Segment Open

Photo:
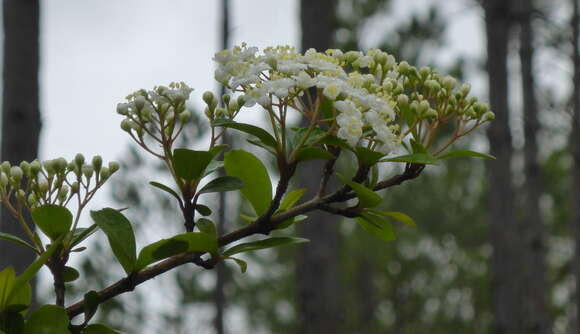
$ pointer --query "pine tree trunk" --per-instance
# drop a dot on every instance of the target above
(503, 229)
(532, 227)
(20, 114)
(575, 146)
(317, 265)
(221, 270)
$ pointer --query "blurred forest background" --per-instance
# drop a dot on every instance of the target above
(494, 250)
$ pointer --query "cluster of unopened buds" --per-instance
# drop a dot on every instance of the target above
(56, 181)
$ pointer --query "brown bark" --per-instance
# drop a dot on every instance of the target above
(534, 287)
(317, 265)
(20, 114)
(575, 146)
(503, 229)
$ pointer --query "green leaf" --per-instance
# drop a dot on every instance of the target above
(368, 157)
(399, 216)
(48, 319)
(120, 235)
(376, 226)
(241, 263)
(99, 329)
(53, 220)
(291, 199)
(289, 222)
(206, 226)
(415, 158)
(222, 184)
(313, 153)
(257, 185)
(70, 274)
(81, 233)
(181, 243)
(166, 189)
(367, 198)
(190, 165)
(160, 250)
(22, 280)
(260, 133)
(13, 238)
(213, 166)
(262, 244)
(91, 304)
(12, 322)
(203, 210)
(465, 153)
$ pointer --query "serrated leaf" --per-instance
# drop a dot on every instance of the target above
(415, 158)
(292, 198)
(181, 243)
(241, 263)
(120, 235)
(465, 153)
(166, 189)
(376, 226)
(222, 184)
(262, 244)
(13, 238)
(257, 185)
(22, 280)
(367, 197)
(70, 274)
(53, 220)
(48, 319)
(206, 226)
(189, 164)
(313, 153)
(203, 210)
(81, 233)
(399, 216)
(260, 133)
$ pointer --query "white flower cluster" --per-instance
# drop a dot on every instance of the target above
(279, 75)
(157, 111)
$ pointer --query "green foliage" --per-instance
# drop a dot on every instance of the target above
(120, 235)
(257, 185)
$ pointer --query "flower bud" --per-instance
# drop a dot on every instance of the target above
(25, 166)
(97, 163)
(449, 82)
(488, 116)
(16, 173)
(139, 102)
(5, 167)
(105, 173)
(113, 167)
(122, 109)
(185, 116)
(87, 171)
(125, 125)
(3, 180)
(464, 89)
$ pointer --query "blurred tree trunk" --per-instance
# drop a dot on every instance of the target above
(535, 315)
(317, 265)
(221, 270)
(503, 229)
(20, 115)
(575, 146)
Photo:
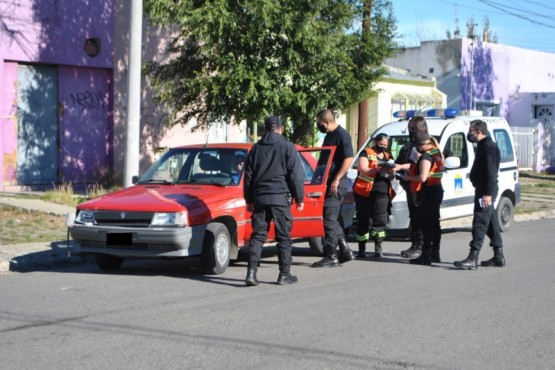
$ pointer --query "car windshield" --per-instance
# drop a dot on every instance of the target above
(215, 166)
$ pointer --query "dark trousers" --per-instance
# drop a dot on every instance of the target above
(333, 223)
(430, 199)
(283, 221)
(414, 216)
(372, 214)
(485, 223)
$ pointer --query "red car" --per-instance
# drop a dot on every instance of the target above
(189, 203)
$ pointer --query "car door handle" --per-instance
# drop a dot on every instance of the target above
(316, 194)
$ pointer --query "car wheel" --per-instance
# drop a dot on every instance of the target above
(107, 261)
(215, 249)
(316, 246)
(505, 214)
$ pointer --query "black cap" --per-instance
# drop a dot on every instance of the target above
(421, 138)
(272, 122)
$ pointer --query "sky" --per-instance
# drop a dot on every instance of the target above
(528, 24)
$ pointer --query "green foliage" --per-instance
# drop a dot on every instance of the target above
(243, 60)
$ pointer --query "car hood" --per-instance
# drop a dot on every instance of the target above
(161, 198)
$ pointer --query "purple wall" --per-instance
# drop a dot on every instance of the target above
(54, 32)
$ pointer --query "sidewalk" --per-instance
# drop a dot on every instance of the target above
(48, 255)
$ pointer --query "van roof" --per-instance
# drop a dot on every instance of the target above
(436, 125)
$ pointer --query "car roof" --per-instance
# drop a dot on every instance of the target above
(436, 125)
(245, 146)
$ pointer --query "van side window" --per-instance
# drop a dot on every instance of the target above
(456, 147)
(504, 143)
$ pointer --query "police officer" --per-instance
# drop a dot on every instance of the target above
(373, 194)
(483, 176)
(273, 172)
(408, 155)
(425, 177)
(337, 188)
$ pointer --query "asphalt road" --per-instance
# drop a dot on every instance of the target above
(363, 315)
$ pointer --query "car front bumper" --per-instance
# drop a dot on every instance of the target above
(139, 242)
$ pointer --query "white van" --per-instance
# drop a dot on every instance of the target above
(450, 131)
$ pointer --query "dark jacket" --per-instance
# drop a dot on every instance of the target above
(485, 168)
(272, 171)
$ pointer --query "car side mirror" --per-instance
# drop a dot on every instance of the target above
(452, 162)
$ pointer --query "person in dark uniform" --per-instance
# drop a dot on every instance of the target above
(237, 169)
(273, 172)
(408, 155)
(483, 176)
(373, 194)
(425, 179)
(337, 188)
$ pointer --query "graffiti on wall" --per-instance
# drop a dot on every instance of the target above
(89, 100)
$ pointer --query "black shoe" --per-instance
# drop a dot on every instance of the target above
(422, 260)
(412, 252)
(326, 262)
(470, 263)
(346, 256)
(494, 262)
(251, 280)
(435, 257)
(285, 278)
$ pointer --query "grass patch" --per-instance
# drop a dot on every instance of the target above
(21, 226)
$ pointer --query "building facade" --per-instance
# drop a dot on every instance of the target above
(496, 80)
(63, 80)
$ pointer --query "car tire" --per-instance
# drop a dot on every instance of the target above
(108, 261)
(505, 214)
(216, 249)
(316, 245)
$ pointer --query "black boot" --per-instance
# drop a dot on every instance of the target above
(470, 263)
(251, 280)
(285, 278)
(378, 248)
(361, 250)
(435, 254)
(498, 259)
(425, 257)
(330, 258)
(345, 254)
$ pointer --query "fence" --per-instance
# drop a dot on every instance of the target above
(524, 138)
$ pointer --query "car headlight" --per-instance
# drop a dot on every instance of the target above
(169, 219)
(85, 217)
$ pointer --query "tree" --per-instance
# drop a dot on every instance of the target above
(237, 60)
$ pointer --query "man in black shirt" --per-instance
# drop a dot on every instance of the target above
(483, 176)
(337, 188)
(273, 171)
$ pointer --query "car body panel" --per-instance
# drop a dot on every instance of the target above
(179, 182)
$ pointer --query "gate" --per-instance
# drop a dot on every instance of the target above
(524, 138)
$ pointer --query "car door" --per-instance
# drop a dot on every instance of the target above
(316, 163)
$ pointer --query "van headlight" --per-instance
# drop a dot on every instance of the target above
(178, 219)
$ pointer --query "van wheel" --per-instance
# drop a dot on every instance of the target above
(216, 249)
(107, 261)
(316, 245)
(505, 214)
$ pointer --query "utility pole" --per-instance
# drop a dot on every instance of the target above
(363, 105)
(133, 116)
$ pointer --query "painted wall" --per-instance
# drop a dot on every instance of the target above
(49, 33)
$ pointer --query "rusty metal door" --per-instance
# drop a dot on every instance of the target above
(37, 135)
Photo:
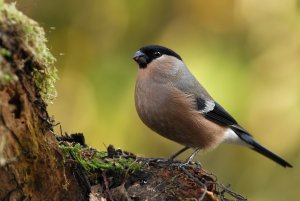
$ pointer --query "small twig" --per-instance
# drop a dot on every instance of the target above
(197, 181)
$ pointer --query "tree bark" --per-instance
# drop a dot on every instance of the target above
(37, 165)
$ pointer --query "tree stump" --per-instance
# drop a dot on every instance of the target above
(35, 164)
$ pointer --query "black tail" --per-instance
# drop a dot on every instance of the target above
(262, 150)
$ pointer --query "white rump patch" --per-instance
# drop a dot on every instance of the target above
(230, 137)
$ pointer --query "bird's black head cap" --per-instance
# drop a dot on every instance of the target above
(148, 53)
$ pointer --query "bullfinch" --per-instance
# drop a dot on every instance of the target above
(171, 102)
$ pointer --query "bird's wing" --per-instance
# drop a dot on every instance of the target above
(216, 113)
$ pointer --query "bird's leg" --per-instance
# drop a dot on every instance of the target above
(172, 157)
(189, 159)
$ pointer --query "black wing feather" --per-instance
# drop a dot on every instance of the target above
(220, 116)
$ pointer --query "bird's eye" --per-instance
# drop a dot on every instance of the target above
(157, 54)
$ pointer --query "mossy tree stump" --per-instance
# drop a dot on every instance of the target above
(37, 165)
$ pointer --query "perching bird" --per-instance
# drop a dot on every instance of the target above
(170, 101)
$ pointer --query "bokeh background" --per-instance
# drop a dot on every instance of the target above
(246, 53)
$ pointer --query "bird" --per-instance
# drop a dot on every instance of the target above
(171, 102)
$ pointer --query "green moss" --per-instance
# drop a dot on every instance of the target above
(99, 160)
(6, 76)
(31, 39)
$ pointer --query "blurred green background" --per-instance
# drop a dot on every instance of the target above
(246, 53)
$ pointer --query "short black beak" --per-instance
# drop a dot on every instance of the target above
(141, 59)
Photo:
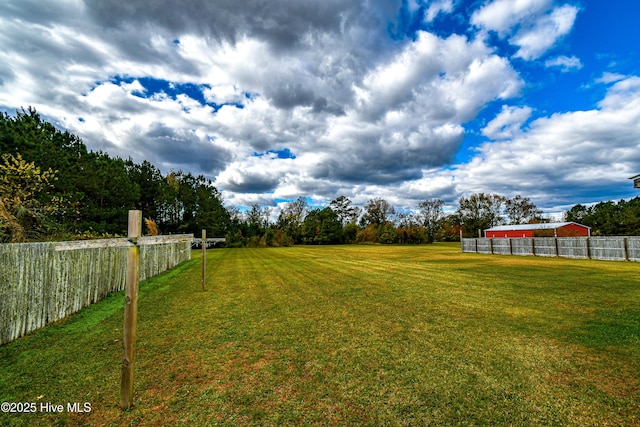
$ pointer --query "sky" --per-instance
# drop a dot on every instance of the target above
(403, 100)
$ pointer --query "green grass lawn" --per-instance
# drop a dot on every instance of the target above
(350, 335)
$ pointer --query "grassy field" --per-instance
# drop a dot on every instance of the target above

Segment Closed

■ WORK ORDER
Go through the records above and return each line in which the word "bark" occurs.

■ REPLY TO THE EXERCISE
$ pointer --query "brown bark" --per-instance
$ pointer --query "tree bark" --per-instance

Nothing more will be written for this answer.